(Extracted records)
########
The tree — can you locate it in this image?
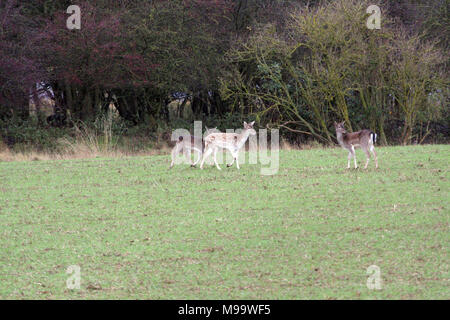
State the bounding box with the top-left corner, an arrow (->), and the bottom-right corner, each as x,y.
32,1 -> 155,121
389,33 -> 446,144
220,0 -> 447,144
0,0 -> 43,118
125,0 -> 235,119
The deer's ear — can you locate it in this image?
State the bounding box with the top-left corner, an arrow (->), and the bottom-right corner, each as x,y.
250,121 -> 255,126
244,121 -> 248,127
334,121 -> 338,126
205,126 -> 209,130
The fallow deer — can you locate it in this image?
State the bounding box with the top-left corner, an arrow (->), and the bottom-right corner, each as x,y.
200,121 -> 256,170
170,126 -> 219,168
334,121 -> 378,169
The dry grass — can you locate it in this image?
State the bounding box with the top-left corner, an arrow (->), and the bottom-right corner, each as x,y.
281,138 -> 330,150
0,140 -> 172,162
0,115 -> 174,162
0,138 -> 322,162
0,147 -> 171,162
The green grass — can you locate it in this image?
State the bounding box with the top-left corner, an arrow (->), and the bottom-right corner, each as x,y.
0,145 -> 448,299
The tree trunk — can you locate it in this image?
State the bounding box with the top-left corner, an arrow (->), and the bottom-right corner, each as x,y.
65,82 -> 75,118
81,88 -> 93,121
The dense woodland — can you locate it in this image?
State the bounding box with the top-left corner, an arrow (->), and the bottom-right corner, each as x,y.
0,0 -> 448,151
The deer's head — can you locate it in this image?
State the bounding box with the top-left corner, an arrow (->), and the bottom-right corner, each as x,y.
244,121 -> 256,136
205,126 -> 218,135
334,121 -> 347,134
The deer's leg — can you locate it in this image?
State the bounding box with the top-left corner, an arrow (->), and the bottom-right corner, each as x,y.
170,147 -> 176,169
200,147 -> 213,169
213,147 -> 221,170
235,152 -> 240,170
351,145 -> 358,168
227,149 -> 236,167
227,156 -> 235,167
191,148 -> 202,167
347,151 -> 352,169
363,148 -> 370,169
184,147 -> 192,166
370,145 -> 378,168
170,144 -> 181,168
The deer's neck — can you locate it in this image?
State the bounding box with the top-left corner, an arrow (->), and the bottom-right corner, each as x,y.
336,131 -> 347,147
236,129 -> 251,149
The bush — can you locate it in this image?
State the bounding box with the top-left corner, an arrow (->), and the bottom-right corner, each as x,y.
0,118 -> 70,152
220,0 -> 448,145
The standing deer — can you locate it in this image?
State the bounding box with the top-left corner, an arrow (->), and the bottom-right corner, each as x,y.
200,121 -> 256,170
170,126 -> 218,169
334,121 -> 378,169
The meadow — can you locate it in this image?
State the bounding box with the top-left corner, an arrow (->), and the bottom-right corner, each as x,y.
0,145 -> 448,299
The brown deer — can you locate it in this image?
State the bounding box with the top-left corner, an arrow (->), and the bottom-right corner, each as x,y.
334,121 -> 378,169
170,126 -> 219,168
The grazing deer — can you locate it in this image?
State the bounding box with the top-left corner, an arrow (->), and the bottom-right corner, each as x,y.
200,121 -> 256,170
334,121 -> 378,169
170,126 -> 218,169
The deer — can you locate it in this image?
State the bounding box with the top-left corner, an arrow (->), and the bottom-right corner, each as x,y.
334,121 -> 378,169
170,126 -> 219,169
200,121 -> 256,170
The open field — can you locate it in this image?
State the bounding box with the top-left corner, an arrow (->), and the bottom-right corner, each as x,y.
0,145 -> 448,299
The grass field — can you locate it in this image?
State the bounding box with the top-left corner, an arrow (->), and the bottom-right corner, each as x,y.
0,145 -> 448,299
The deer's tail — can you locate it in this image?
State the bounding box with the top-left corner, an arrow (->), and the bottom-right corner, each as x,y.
370,132 -> 377,144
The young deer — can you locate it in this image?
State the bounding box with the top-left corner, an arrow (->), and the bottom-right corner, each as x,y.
170,126 -> 218,169
334,121 -> 378,169
200,121 -> 256,170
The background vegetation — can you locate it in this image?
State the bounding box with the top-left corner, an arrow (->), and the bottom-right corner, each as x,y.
0,0 -> 448,155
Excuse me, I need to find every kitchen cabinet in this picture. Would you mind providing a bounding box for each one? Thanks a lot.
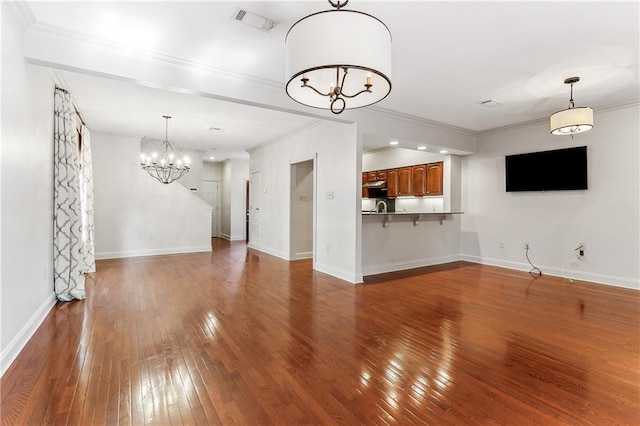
[412,164,427,196]
[398,167,412,196]
[426,161,443,195]
[363,161,443,198]
[362,172,369,198]
[387,168,399,197]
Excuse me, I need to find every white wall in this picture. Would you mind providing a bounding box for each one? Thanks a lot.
[461,105,640,289]
[203,161,222,181]
[362,215,462,276]
[176,149,204,194]
[363,147,447,171]
[230,159,249,241]
[220,159,248,241]
[1,4,57,376]
[249,121,361,282]
[92,133,212,258]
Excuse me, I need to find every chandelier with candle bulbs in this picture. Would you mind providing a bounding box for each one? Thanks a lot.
[140,115,190,184]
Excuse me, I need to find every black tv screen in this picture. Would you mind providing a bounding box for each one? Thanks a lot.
[505,146,587,192]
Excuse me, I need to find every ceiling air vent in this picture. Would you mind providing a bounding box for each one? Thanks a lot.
[232,7,277,32]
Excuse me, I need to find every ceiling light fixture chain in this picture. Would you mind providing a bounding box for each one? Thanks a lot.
[285,0,392,114]
[140,115,191,184]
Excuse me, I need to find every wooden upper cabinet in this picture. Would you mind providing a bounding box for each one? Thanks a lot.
[362,172,369,198]
[363,161,444,199]
[411,164,427,196]
[398,167,412,196]
[386,168,399,197]
[426,161,444,195]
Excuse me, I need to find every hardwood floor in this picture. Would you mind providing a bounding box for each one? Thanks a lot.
[2,239,639,425]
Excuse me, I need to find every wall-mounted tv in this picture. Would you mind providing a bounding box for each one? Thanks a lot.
[505,146,587,192]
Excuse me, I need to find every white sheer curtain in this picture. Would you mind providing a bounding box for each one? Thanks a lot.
[53,87,94,301]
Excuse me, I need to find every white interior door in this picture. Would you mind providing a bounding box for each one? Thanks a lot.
[201,180,220,238]
[249,172,260,246]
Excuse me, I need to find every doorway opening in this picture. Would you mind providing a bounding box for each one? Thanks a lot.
[201,180,220,238]
[245,179,250,243]
[289,159,315,260]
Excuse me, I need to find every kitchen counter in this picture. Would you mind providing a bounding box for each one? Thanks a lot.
[362,211,463,216]
[362,211,463,227]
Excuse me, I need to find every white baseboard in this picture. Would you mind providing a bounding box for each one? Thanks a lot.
[295,251,313,260]
[95,245,212,260]
[314,262,361,284]
[460,254,640,290]
[1,291,57,377]
[220,233,246,242]
[246,243,289,261]
[362,255,462,277]
[246,245,360,283]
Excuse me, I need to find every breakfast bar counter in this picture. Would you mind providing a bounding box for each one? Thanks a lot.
[361,211,464,276]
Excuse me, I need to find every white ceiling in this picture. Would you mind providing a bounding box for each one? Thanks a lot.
[23,1,640,160]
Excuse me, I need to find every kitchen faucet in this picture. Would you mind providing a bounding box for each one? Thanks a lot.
[375,199,387,213]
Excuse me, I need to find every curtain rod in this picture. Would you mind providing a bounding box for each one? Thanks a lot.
[55,86,87,127]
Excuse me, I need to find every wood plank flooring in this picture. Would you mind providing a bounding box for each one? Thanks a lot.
[2,239,639,425]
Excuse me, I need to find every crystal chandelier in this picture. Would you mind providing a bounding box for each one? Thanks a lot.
[550,77,594,137]
[140,115,190,184]
[285,0,392,114]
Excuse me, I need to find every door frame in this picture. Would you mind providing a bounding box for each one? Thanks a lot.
[201,179,221,238]
[289,155,317,263]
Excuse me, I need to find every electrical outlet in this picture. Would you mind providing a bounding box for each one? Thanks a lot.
[577,242,585,258]
[499,242,505,249]
[524,242,529,250]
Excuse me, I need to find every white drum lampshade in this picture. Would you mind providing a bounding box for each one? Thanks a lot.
[550,77,594,137]
[550,106,594,136]
[285,4,392,114]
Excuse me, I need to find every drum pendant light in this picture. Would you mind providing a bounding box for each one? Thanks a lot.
[285,0,392,114]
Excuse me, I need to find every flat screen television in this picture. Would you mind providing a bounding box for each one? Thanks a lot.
[505,146,587,192]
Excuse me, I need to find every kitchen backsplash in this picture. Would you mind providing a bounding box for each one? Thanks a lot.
[362,196,444,213]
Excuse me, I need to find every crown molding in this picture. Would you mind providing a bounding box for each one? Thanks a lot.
[366,106,479,137]
[595,100,640,114]
[27,22,284,91]
[48,68,67,88]
[5,1,36,31]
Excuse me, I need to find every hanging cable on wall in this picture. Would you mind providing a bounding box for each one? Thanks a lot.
[525,245,542,278]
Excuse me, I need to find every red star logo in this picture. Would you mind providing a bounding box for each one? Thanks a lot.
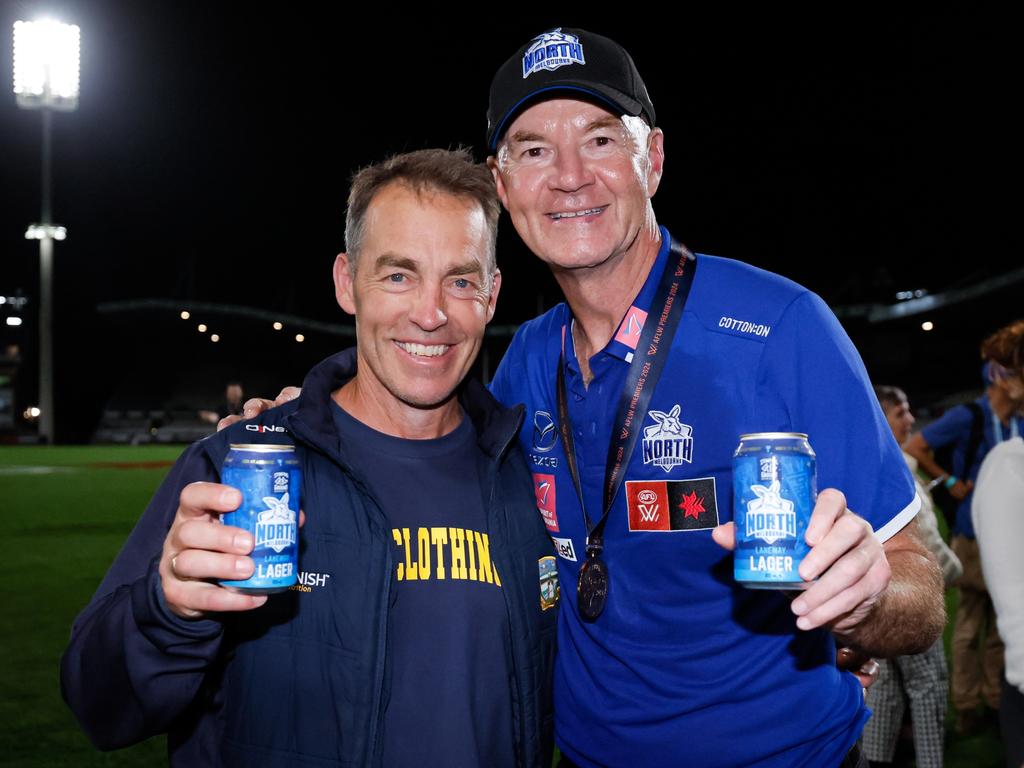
[679,491,705,519]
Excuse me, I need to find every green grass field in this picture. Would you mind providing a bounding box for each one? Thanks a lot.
[0,446,180,767]
[0,445,1006,766]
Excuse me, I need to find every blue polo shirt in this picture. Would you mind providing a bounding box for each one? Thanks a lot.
[920,395,1023,538]
[490,227,919,768]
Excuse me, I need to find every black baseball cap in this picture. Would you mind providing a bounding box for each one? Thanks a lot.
[486,27,656,152]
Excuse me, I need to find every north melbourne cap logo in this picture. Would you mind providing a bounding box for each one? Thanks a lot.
[522,29,585,78]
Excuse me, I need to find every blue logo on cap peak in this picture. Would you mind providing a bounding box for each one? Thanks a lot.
[522,28,585,79]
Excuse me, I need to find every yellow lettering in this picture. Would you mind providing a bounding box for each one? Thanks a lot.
[392,528,404,580]
[467,528,478,581]
[474,530,494,584]
[493,565,501,587]
[431,527,448,580]
[417,527,431,580]
[402,527,418,580]
[449,527,468,579]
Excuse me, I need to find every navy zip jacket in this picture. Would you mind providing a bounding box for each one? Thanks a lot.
[61,349,557,767]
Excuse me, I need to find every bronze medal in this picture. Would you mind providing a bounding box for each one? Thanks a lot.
[577,555,609,621]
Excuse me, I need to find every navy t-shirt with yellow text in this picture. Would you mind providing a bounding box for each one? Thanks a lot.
[331,402,514,768]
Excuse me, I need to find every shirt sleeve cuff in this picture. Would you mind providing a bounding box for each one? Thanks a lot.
[873,492,922,543]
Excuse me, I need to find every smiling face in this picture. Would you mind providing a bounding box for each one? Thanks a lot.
[489,98,664,276]
[884,396,915,445]
[334,182,500,433]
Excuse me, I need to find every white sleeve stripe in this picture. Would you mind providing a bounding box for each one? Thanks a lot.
[872,492,922,543]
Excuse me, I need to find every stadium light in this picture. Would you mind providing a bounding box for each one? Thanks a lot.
[6,317,23,327]
[13,19,80,110]
[24,224,66,240]
[210,334,220,342]
[273,321,283,330]
[180,310,190,320]
[197,323,207,333]
[921,321,934,331]
[295,333,305,342]
[0,297,6,305]
[14,17,80,444]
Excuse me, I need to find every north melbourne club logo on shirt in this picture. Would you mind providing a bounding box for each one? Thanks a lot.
[626,478,719,531]
[641,404,694,472]
[522,29,585,78]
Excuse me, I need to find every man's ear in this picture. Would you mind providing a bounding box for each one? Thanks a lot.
[486,269,502,323]
[646,128,666,199]
[333,253,356,315]
[487,156,510,211]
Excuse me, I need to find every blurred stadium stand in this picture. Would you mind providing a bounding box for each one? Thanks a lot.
[93,408,213,445]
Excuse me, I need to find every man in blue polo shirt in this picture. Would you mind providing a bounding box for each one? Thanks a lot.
[483,27,944,768]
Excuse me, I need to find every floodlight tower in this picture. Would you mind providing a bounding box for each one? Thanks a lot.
[13,18,80,443]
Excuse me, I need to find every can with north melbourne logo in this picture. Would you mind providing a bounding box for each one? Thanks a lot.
[732,432,816,589]
[220,444,301,593]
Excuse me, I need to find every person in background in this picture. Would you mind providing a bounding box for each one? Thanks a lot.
[199,381,244,425]
[862,385,962,768]
[972,319,1024,768]
[906,326,1024,734]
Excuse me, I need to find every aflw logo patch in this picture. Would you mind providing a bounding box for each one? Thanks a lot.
[641,404,694,472]
[626,478,718,531]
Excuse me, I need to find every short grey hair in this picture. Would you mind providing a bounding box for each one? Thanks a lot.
[344,148,500,282]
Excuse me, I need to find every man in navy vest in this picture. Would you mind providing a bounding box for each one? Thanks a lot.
[61,149,556,767]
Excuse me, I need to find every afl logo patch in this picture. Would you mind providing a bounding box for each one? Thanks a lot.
[625,478,719,532]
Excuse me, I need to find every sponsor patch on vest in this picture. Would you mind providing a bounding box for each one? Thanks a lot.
[288,570,332,593]
[522,29,585,78]
[641,404,694,472]
[551,535,577,562]
[533,472,559,532]
[626,478,719,531]
[539,555,560,611]
[245,423,288,433]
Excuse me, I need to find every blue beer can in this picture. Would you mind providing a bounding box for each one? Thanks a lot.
[732,432,816,589]
[220,444,300,593]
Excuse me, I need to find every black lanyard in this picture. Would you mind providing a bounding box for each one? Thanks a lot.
[556,237,696,620]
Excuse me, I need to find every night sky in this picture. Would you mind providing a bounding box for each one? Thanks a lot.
[0,4,1016,441]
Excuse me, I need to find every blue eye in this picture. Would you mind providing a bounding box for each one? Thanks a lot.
[454,278,470,289]
[387,274,406,283]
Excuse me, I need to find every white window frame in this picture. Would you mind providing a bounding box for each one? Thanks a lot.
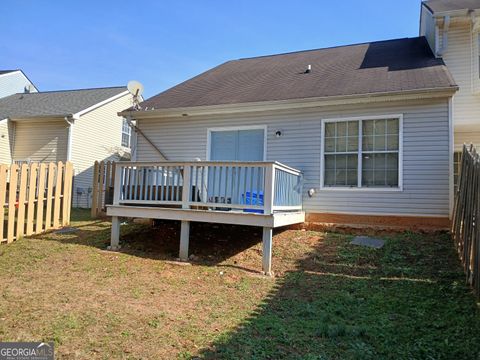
[206,125,268,161]
[320,114,403,192]
[121,118,131,148]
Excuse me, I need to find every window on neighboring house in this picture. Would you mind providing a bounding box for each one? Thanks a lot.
[323,117,401,188]
[121,119,131,147]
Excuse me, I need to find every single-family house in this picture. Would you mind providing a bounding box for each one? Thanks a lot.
[0,86,136,207]
[108,36,458,274]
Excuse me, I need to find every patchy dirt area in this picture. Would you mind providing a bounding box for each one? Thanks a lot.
[0,209,479,359]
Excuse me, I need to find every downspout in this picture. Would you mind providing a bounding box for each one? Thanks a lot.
[125,115,167,160]
[9,118,15,164]
[64,115,76,162]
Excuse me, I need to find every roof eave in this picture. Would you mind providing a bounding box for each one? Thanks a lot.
[432,9,480,18]
[121,86,458,119]
[8,114,72,122]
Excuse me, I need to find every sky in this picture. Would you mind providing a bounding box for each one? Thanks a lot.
[2,0,422,98]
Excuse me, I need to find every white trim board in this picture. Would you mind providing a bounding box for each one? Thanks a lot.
[122,88,456,119]
[206,125,268,161]
[73,90,130,118]
[319,113,404,192]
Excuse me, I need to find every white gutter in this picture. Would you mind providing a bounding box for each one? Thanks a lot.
[120,87,458,119]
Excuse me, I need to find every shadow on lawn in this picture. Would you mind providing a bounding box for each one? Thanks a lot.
[198,232,480,360]
[43,209,267,267]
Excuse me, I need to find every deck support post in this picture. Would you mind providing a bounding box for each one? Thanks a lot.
[179,220,190,261]
[262,227,273,276]
[109,216,121,250]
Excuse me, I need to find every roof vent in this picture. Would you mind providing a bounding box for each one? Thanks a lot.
[305,64,312,74]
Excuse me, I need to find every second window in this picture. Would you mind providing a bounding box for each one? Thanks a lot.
[323,117,401,188]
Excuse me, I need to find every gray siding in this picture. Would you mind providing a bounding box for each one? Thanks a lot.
[0,71,37,99]
[135,98,451,217]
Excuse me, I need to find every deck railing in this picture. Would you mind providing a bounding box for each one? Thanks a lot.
[112,161,303,215]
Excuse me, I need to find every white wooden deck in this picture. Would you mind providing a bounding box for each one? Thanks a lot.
[106,161,304,275]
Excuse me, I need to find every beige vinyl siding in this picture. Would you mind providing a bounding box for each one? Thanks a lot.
[135,98,451,217]
[0,121,14,164]
[440,21,480,149]
[70,93,133,208]
[13,120,68,163]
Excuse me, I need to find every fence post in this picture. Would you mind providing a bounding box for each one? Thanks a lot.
[91,161,99,218]
[105,161,112,210]
[97,161,105,214]
[0,165,8,242]
[7,164,18,243]
[63,162,74,226]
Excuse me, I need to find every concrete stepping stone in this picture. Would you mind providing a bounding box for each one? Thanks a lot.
[351,236,385,249]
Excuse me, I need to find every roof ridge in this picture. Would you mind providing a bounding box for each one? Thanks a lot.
[17,86,127,95]
[236,37,417,61]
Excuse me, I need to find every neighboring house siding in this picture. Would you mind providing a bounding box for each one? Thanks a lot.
[0,72,37,98]
[70,93,133,208]
[420,6,436,54]
[13,120,68,162]
[0,120,14,164]
[135,98,450,217]
[441,22,480,149]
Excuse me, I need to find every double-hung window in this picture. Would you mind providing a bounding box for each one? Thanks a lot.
[121,118,131,148]
[322,116,401,189]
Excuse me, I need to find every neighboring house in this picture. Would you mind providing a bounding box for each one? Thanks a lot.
[0,87,136,207]
[0,70,39,165]
[420,0,480,181]
[0,70,38,98]
[119,37,457,229]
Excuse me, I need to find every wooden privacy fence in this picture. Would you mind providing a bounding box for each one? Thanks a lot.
[0,161,73,244]
[91,161,116,217]
[451,144,480,300]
########
-- Task prompt --
Scan the data above and report each line in which "tree" is present.

-- Answer box --
The tree — can you locate it in this image?
The tree trunk — can you locate it in this image?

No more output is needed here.